((

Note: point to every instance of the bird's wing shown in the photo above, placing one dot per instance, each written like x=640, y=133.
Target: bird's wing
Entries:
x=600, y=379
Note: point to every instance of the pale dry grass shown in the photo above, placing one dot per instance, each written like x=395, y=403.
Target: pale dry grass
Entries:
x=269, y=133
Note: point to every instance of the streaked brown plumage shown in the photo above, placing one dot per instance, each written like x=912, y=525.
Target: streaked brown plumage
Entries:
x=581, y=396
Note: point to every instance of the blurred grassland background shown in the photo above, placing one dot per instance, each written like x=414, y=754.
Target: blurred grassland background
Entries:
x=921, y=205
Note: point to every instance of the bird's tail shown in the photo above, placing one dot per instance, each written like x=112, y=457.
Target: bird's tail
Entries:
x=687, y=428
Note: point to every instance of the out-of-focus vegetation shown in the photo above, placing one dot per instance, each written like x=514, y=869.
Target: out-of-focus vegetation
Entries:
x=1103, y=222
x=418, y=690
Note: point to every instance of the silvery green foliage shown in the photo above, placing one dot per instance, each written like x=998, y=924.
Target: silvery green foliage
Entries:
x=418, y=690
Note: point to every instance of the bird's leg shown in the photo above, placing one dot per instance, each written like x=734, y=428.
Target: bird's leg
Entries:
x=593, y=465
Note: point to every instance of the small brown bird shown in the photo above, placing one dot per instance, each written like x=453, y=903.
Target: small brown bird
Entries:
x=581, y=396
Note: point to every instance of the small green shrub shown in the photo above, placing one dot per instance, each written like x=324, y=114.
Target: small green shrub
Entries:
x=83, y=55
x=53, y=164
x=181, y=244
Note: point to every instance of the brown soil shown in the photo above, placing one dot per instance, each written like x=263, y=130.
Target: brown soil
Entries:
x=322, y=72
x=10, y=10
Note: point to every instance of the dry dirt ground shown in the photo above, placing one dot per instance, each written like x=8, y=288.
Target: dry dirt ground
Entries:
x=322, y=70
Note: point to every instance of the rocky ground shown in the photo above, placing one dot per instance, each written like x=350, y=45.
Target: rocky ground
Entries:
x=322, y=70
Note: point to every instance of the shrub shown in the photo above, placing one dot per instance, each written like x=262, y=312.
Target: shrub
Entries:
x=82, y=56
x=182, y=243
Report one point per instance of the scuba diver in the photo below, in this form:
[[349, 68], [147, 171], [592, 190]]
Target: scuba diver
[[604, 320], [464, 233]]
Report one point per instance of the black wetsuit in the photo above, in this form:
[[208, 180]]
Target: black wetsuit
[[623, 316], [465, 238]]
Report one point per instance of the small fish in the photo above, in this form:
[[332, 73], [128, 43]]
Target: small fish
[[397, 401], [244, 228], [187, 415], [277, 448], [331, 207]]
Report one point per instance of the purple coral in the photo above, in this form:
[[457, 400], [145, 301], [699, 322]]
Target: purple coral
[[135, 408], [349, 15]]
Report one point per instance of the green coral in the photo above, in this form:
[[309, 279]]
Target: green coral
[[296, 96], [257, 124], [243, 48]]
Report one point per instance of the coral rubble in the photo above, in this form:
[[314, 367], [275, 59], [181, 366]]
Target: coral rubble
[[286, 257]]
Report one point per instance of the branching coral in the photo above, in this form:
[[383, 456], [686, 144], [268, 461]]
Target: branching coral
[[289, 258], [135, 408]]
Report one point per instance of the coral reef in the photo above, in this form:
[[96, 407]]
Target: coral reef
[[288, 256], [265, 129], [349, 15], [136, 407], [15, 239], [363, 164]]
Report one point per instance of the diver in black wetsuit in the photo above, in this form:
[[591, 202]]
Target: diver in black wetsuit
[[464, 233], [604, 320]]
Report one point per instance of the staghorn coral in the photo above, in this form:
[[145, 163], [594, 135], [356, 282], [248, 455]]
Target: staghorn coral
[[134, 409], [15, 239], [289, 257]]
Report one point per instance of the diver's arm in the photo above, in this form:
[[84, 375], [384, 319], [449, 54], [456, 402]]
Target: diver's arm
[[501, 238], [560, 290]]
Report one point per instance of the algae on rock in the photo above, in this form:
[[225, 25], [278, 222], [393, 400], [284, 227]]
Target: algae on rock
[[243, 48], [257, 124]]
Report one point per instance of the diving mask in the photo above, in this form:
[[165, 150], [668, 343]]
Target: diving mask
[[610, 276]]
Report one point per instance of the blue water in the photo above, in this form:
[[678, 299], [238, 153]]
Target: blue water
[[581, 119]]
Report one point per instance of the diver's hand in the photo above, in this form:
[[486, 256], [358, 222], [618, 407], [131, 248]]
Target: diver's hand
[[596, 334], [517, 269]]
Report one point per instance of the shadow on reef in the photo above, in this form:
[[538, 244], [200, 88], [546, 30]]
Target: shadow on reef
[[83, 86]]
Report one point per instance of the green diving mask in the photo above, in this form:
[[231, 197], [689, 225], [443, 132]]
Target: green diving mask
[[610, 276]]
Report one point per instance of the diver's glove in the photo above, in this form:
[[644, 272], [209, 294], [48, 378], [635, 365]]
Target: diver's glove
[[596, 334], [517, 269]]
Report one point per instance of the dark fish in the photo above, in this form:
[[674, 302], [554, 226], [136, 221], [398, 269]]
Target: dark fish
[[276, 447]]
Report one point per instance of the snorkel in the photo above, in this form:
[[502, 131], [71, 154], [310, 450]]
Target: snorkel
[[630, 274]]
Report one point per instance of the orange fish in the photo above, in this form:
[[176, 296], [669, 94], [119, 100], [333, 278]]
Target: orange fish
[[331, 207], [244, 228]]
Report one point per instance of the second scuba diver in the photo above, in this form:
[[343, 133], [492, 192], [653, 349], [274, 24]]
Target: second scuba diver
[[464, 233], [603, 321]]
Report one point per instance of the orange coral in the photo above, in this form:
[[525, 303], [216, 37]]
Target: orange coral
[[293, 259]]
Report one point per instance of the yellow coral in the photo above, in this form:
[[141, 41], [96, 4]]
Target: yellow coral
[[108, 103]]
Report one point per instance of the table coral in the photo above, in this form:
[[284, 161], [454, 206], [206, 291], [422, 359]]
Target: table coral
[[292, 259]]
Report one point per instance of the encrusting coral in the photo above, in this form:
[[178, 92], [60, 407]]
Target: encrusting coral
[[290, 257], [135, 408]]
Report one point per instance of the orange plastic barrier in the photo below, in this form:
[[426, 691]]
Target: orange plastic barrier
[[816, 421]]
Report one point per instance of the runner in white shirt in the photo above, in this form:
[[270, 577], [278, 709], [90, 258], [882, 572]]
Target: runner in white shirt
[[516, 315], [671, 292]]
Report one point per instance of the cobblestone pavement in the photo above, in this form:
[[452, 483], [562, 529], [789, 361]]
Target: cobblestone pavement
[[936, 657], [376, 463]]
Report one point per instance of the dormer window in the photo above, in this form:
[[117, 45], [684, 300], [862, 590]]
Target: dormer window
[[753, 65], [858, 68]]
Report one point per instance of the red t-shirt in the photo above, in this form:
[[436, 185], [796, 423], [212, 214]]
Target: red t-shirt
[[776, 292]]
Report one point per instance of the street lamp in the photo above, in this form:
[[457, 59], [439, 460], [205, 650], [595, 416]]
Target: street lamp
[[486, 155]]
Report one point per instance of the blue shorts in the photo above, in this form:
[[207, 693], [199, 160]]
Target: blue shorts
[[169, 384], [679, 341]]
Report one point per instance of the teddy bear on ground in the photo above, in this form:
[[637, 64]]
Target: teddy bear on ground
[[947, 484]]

))

### Your task
Restate every entry exactly. Leave nothing out.

### Response area
Note: point to every instance of the bird's wing shown in the photo above, placing one dot per instance, each written like x=640, y=133.
Target: bird's wing
Entries:
x=600, y=379
Note: point to every instance of the pale dry grass shown in the photo above, placing one dot per instance, each written like x=395, y=403.
Target: pale dry grass
Entries:
x=269, y=133
Note: point to every instance of the streaked brown plumage shown in the photo above, placing one dot per instance, each written like x=912, y=525.
Target: streaked brown plumage
Entries:
x=581, y=396
Note: point to every instance of the blurred grassland background shown in the photo above, placing one dot per instance, each written like x=414, y=754.
Target: blurred grassland background
Entries:
x=921, y=205
Note: point to every instance of the bird's tail shown in the photo above, placing one dot per instance, each written like x=112, y=457.
Target: bird's tail
Entries:
x=687, y=428
Note: point to every instance of the out-of-focus vegetation shown in the photo above, placing one dot per instance, each written like x=514, y=869.
Target: out-of-focus vegetation
Entries:
x=1103, y=222
x=418, y=690
Note: point to every instance of the silvery green foliage shown in the photo above, placing one dot per instance, each written like x=998, y=924.
Target: silvery green foliage
Entries:
x=418, y=690
Note: point to every instance of the bird's leg shown in the photo above, placing one dot per instance, each written like x=734, y=428.
Target: bird's leg
Entries:
x=593, y=465
Note: point to every instance of the small brown bird shown in the photo above, placing one dot per instance, each written like x=453, y=903.
Target: small brown bird
Entries:
x=581, y=396
Note: point to every instance of the small green shrub shown in the photo above, placing one dot per instance, each written like x=324, y=114.
Target: small green shrub
Entries:
x=83, y=55
x=53, y=164
x=181, y=244
Note: point to every instance of the brown soil shown in the photo above, placing one dot per instance, each written like x=263, y=130.
Target: brown soil
Entries:
x=322, y=72
x=10, y=10
Note: point to every instance of the dry dirt ground shown in the photo above, placing one dot per instance, each written like x=8, y=288.
Target: dry dirt ground
Entries:
x=322, y=70
Note: point to every instance of the rocky ground shown in the photo above, placing one dot per instance, each written like x=350, y=45.
Target: rocky ground
Entries:
x=322, y=70
Note: point to every instance of the shrub shown in the photo above, placing one dot per instance, each written like x=262, y=312.
Target: shrub
Entries:
x=82, y=56
x=182, y=243
Report one point per instance of the scuba diver in the photo below, in this form:
[[349, 68], [147, 171], [592, 190]]
Target: scuba diver
[[604, 320], [464, 233]]
Report one point per instance of the black wetsuit in the photo above, in this form:
[[208, 180]]
Target: black wetsuit
[[623, 316], [465, 238]]
Report one point per instance of the small fish in the photo above, in this form:
[[332, 73], [128, 43]]
Target: small fish
[[397, 401], [244, 228], [187, 415], [277, 448], [331, 207]]
Report one point per instance of the purple coral in the photo above, in this form:
[[457, 400], [145, 301], [699, 322]]
Target: purple coral
[[135, 408], [349, 15]]
Report one point per instance of the green coral in the photo above, in this form:
[[309, 279]]
Target: green coral
[[296, 96], [257, 124], [243, 48]]
Report one point per instance of the coral rubble in the photo above, in this form:
[[314, 367], [275, 59], [181, 366]]
Target: coral rubble
[[286, 257]]
Report one point per instance of the branching coral in the photo above, in this form:
[[383, 456], [686, 144], [268, 461]]
Target: branching coral
[[289, 258], [135, 408]]
Report one point per instance of the coral reef in the photo above, in this form:
[[96, 407]]
Target: coral reef
[[288, 256], [265, 129], [349, 15], [136, 407], [15, 239], [363, 164]]
Report one point per instance of the diver in black wetsuit in the photo above, in this form:
[[591, 202]]
Target: diver in black wetsuit
[[464, 233], [604, 320]]
Report one point per instance of the staghorn coral in the photo above, in this form:
[[145, 163], [594, 135], [356, 282], [248, 455]]
Target: staghorn coral
[[134, 409], [15, 239], [289, 257]]
Report one point per instance of the diver's arm in the photo above, in this form:
[[84, 375], [384, 319], [449, 54], [456, 402]]
Target: diver's arm
[[501, 238], [560, 290]]
Report one point per instance of the algae on rock in the photo above, in this form:
[[225, 25], [278, 222], [393, 400], [284, 227]]
Target: algae on rock
[[243, 48], [257, 124]]
Report one point per instance of the diving mask in the photo above, in this form:
[[165, 150], [668, 343]]
Target: diving mask
[[610, 276]]
Report one point per instance of the blue water in the photo above, in this form:
[[678, 299], [238, 153]]
Target: blue water
[[581, 119]]
Report one point per instance of the diver's hand in the photo above, in this form:
[[486, 256], [358, 222], [618, 407], [131, 248]]
Target: diver's hand
[[596, 334], [517, 269]]
Report one point per instance of the shadow on reef in the photo above, in this form:
[[538, 244], [200, 88], [546, 30]]
Target: shadow on reef
[[83, 86]]
Report one point per instance of the green diving mask in the photo above, in this form:
[[231, 197], [689, 225], [443, 132]]
Target: green diving mask
[[610, 276]]
Report one point per instance of the diver's glove in the photo above, in this form:
[[644, 272], [209, 294], [48, 378], [635, 365]]
Target: diver's glove
[[596, 334], [517, 269]]
Report one point per instance of the dark fish in the photo above, in this form:
[[674, 302], [554, 226], [136, 221], [398, 269]]
Target: dark fish
[[276, 447]]
Report one point per instance of the snorkel in the photo above, in this form:
[[502, 131], [71, 154], [310, 450]]
Target: snorkel
[[630, 274]]
Report one point per instance of the orange fish in the photo above, in this form:
[[176, 296], [669, 94], [119, 100], [333, 278]]
Target: orange fish
[[331, 207], [244, 228]]
Report one point per instance of the second scuba diver in the photo above, in this form:
[[343, 133], [492, 192], [653, 349], [274, 24]]
Target: second scuba diver
[[464, 233], [603, 321]]
Report one point per instance of the orange coral in the photo above, in this form:
[[525, 303], [216, 37]]
Target: orange coral
[[293, 259]]
Report one point per instance of the yellow coral in the photo above, in this form:
[[141, 41], [96, 4]]
Target: yellow coral
[[108, 103]]
Report one point per instance of the table coral in the photo above, in this form:
[[284, 161], [454, 206], [206, 291], [422, 359]]
Target: table coral
[[292, 259]]
Report one point per instance of the encrusting coral in the photo above, in this form:
[[178, 92], [60, 407]]
Target: encrusting coral
[[290, 257], [135, 408]]
Report one point per instance of the orange plastic barrier in the photo below, in this form:
[[426, 691]]
Target: orange plastic barrier
[[816, 421]]
Report one point per instance of the runner in white shirt in the photo above, in this form:
[[270, 577], [278, 709], [90, 258], [882, 572]]
Target: runner in white shirt
[[516, 315], [671, 292]]
Report one point per instance of the cobblestone pavement in the photo above, in this form:
[[452, 483], [562, 529], [789, 361]]
Target: cobblestone pavement
[[936, 657], [376, 463]]
Report one point per instance of the dormer window in the photo above, in this form:
[[117, 45], [684, 300], [862, 590]]
Target: dormer window
[[753, 65], [858, 68]]
Report one point per instance of the red t-shirt in the photo above, in this form:
[[436, 185], [796, 423], [212, 214]]
Target: red t-shirt
[[776, 292]]
Report one point per instance of the street lamp in the photo above, in this form:
[[457, 59], [439, 460], [205, 650], [595, 416]]
Target: street lamp
[[486, 155]]
Report one point per instance of the blue shorts in the photo above, in this form:
[[207, 693], [199, 160]]
Target: blue shorts
[[169, 384], [679, 341]]
Report one point per instance of the teddy bear on ground in the photo above, in this form:
[[637, 64]]
Target: teddy bear on ground
[[947, 484]]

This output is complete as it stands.